• **TEXT SEGMENT**
JEP 389: Foreign Linker API (Incubator)

OwnerMaurizio Cimadamore
TypeFeature
ScopeJDK
StatusCandidate
Componentcore-libs
Discussionpanama dash dev at openjdk dot java dot net
EffortL
DurationL
Reviewed byBrian Goetz, Jorn Vernee, Paul Sandoz
Created2020/07/20 11:19
Updated2020/08/19 15:39
Issue8249755

Summary

Introduce an API that offers statically-typed, pure-Java access to native code. This API, together with the Foreign-Memory API (JEP 383), will considerably simplify the otherwise error-prone process of binding to a native library.

History

The Foreign-Memory Access API, which provides the foundations for this JEP, was first proposed by JEP 370 and targeted to Java 14 in late 2019 as an incubating API, and then subsequently refreshed by JEP 383, which was targeted to Java 15 in June 2020, again as an incubating API. Together, the Foreign-Memory Access API and the Foreign Linker API constitute key deliverables of Project Panama.

• **GIVEN INSTRUCTION 1**
Identify and copy every line of the records that contains the string "potted", treating uppercase and lowercase as different.
The JEP page and the records are unrelated material.

• **DATA ENTRIES**
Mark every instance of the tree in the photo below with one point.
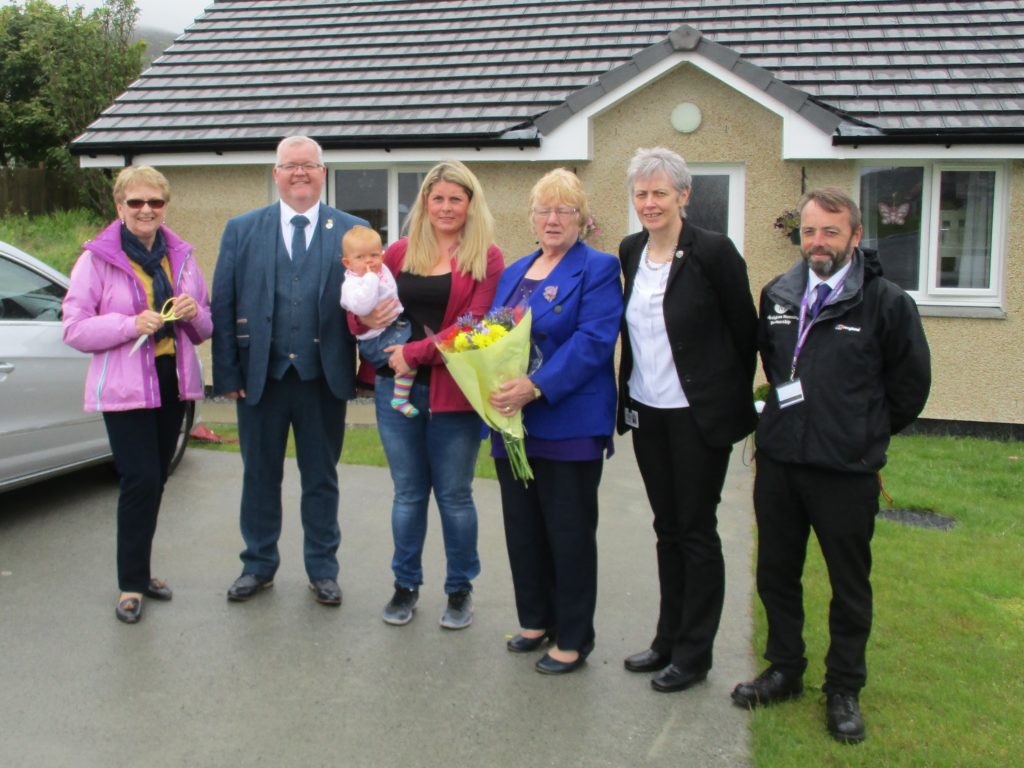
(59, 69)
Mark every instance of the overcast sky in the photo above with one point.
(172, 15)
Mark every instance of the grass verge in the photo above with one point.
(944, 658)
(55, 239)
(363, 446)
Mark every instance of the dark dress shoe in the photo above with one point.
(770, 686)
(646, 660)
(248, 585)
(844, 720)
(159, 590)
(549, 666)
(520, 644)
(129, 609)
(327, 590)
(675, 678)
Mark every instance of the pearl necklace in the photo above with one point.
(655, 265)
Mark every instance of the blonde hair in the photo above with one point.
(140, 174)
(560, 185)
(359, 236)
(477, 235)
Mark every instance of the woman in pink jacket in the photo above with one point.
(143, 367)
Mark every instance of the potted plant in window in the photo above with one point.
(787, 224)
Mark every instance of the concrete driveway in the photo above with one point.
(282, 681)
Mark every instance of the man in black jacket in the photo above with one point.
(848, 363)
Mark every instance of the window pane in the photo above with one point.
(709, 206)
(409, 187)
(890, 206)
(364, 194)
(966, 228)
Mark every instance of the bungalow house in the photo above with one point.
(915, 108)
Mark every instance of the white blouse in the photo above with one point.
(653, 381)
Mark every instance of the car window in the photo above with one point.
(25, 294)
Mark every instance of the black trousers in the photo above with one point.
...
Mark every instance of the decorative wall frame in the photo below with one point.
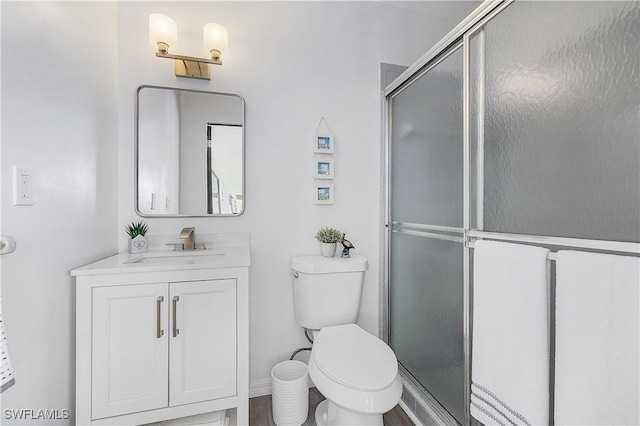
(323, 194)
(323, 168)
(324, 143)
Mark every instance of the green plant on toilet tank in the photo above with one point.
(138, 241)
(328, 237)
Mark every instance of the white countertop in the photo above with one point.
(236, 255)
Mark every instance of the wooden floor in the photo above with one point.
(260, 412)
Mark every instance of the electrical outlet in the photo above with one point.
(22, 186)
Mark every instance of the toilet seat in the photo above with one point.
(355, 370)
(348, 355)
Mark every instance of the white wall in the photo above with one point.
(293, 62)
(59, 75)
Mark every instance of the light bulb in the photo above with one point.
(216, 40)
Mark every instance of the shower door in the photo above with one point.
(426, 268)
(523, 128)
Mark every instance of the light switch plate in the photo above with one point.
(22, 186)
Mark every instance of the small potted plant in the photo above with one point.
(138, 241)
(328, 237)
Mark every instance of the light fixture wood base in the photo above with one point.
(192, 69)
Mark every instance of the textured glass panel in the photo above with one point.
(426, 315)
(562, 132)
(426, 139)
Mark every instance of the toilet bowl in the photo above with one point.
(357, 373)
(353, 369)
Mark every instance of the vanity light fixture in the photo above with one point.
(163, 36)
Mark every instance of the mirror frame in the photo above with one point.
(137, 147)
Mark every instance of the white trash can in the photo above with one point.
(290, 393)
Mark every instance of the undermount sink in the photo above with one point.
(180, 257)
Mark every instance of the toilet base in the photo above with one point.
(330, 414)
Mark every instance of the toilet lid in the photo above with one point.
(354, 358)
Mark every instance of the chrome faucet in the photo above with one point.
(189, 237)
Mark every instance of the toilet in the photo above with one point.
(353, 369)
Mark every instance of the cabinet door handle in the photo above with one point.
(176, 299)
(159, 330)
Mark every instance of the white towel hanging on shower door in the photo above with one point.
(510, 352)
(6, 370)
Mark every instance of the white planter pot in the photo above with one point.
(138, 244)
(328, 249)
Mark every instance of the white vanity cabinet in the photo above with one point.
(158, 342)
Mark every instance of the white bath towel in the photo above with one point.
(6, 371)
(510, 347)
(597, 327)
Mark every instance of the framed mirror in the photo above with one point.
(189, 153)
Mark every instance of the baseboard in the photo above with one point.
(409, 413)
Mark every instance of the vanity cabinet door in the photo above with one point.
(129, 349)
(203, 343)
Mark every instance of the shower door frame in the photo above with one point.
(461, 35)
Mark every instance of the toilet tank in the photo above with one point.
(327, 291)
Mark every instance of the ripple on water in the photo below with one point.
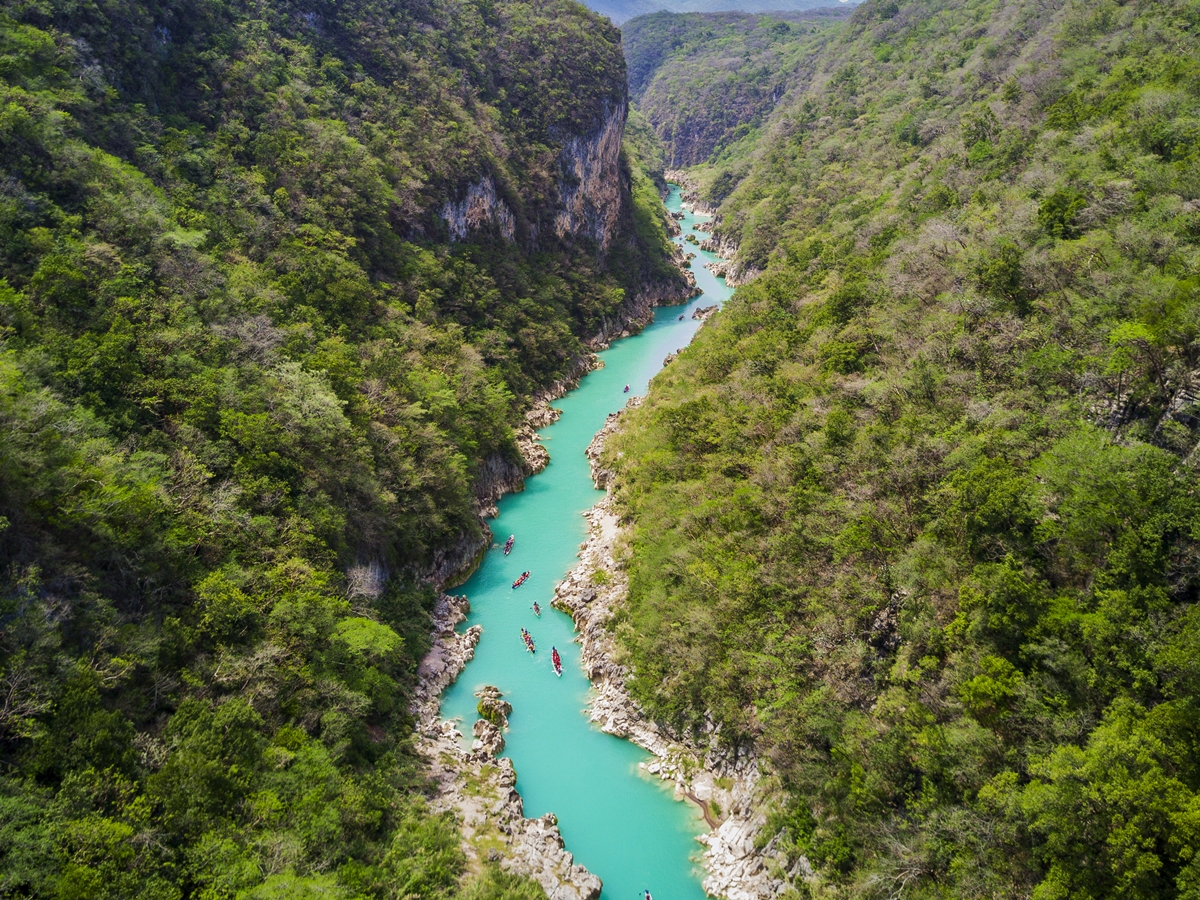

• **GIVEN INSTRUCTION 2**
Name everyone the JEP page lists as a reviewer.

• **FINISHED ANSWER 1**
Mark every instance of the potted plant in window in the photo above with one point.
Mark every instance of the small potted plant in the photo above with one point.

• **FINISHED ANSWER 2**
Brian Goetz, Jorn Vernee, Paul Sandoz